-- begin Information supplied --

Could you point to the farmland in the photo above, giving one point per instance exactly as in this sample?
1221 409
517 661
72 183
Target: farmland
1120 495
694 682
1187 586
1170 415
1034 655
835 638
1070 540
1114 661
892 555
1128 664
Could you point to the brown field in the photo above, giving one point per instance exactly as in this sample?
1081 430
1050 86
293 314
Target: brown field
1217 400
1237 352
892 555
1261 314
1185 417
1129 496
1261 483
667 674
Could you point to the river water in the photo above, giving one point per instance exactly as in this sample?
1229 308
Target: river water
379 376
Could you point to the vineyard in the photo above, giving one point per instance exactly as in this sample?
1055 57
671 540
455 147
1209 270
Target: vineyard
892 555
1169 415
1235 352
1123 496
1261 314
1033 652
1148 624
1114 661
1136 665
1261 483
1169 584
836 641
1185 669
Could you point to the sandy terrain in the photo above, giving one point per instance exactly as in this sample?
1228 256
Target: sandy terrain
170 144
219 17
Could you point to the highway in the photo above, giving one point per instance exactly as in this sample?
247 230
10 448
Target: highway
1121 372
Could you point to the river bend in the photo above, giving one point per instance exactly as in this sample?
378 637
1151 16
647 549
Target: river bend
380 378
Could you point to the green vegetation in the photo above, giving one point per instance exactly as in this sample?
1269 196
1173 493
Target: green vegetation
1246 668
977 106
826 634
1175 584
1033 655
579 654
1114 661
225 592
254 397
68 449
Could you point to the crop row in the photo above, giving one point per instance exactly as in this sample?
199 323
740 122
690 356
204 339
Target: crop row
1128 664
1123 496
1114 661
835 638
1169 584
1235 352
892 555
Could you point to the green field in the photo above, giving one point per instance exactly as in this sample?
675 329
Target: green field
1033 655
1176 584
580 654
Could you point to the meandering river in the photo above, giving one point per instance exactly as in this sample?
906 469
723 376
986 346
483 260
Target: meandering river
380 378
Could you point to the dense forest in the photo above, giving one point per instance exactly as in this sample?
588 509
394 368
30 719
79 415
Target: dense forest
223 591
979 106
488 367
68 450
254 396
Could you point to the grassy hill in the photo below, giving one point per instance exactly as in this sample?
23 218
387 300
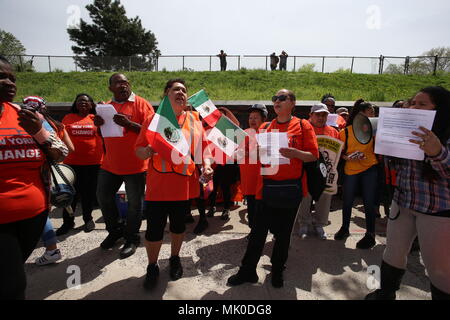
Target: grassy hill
231 85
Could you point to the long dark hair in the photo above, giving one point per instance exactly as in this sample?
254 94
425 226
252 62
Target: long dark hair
440 97
359 106
74 109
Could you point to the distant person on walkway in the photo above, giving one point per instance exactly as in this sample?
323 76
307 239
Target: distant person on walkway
25 148
283 60
169 185
274 61
329 100
120 164
318 119
280 190
223 60
422 195
85 160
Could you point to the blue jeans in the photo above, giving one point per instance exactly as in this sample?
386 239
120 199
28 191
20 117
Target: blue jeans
49 235
367 182
107 186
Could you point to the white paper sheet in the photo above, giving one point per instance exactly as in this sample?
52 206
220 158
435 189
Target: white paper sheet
269 147
332 119
394 130
110 128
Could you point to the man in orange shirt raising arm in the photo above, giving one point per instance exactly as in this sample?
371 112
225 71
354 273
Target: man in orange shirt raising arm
120 164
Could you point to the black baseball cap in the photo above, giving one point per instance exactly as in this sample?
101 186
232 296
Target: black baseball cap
260 107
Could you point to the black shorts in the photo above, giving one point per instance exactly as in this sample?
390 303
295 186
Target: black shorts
156 213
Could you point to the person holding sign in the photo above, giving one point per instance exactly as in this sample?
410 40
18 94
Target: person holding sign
318 119
360 172
423 197
171 131
120 164
85 159
280 189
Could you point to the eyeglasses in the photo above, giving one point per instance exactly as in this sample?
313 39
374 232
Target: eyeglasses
281 98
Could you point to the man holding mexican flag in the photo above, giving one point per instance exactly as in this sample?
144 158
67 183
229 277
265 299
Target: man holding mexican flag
174 142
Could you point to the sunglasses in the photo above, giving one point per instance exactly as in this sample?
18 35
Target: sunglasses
281 98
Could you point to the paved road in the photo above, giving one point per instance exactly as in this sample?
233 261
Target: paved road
317 269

-- end Information supplied --

Rewrite every line of the items above, swapping "in the photo above" for "in the image shown above" wherever it appears and keeping everything else unchanged. Leave the pictures out of your answer.

_Exercise response_.
Could you point to the farmland in the image shown above, giving one point per instance exactly as in this sample?
1221 409
517 661
72 183
Target: farmland
1120 495
694 682
1187 586
1170 415
1034 655
835 638
1070 540
1114 661
892 555
1128 664
Could you point to the brown field in the image shown above, giving one point per instance exactly as in this sample?
1081 430
1050 86
293 314
Target: brown field
1217 400
1237 352
892 555
1261 314
1185 417
1129 496
1261 483
667 674
Could you point to the river water in the image shown above, giving one point per instance exactly as in this sample?
1229 308
Target: river water
379 376
Could you point to the vineyard in the image shown above, giving one point per instance exactly as in this sample?
1055 57
671 540
455 147
1209 270
Target: vineyard
892 555
1169 415
1235 352
1123 496
1261 314
1033 652
1148 624
1114 661
1136 665
1261 483
1169 584
836 641
1185 669
Could you point to the sandy terrain in the image shown above, giving one point per instance exactly as in this sample?
1228 256
Target: sandy terrain
170 144
219 17
Could you point to the highway in the image shown above, giving one point per instance exactly as in this sample?
247 230
10 448
Target: highway
1121 372
Could you point to the river bend in the image shown above, giving one point per instance exactly as in this sample?
378 637
1151 16
647 549
Target: river bend
380 378
Could you point to the green vegetation in the image shown above, giving one point per instance exactly as in this sample?
1269 196
1173 493
Target: green vegetation
1246 668
977 106
826 634
1175 584
1033 655
579 654
1114 661
225 592
254 397
68 449
Could you point to the crop row in the image shown above, giving one point per instance exactly as in this sample?
199 323
740 122
690 356
204 339
Target: crop row
1128 664
1123 496
1114 661
835 638
1169 584
1235 352
892 555
Could you point to the green field in the image shown above, giving one point per instance exactly as in this sample?
675 329
Target: green field
1033 655
1176 584
580 654
Could you point to the meandering river in the image shown above, giving one point per instance exactly as in this sample?
906 469
723 376
986 346
483 260
Target: meandering river
380 378
Could you point to the dense forest in the image shown above, giving one point per instance exactly as in this sample?
588 509
394 368
30 719
79 415
Target: dense forest
223 591
979 106
488 367
68 450
254 396
Could you point to the grassy hill in the photo below, giving one point per instance exactly as in this sample?
23 218
387 300
Target: grassy hill
231 85
Could you point to the long dark hair in the image shown above, giving one point per instance exactly as in this sample?
254 94
425 226
252 62
Target: long dark hair
440 97
359 106
74 109
Could you point to the distant person on walkway in the image shown above, giving one point per instance exactly as in this sample?
323 76
307 239
Target: distant person on walkway
25 148
283 60
169 185
274 61
329 100
120 164
318 119
280 190
223 60
422 195
85 160
Could you point to the blue jeans in the image shown above, giving one point per instance exactly as in this sample?
386 239
120 199
28 191
20 117
Target: blue jeans
49 235
367 182
107 186
Could you point to the white paper sheet in the image shown above, giving one point per instance exactly as in this sample?
52 206
220 158
435 189
Target: white paper sheet
269 147
332 119
394 130
110 128
Could you point to the man in orange shirt raising arm in the image shown above, giving one point per instance exactly as in this sample?
371 112
225 71
354 273
Target: man in orange shirt raising arm
120 164
Could you point to the black baseball cap in the image shown above, giving one point per instance exactly as in this sample?
101 186
232 296
Target: black baseball cap
260 107
Could you point to the black shorts in the image shown above, giving one point per instance exactly as in this sample?
390 303
295 186
Target: black shorts
156 213
Could you point to the person holding sign in the image shown above, giving one point per instance exactly as in this sample?
410 40
18 94
Target: person holding sign
318 119
360 172
423 197
171 131
120 164
85 159
280 189
Could you point to the eyeglasses in the image shown above, giving one point per instance exactly as in this sample?
313 39
374 232
Target: eyeglasses
281 98
Could you point to the man holding mexican flag in the image shown above, giving one point per instance exactly as in this sample?
144 158
67 183
229 277
265 299
Target: man holding mexican flag
174 142
Could you point to the sunglasses in the image shown above, giving one point per instance exactly as in this sample?
18 35
Target: sunglasses
281 98
Could you point to the paved road in the image shown above, giving one point per instance exactly as in this sample?
233 261
Target: paved road
317 269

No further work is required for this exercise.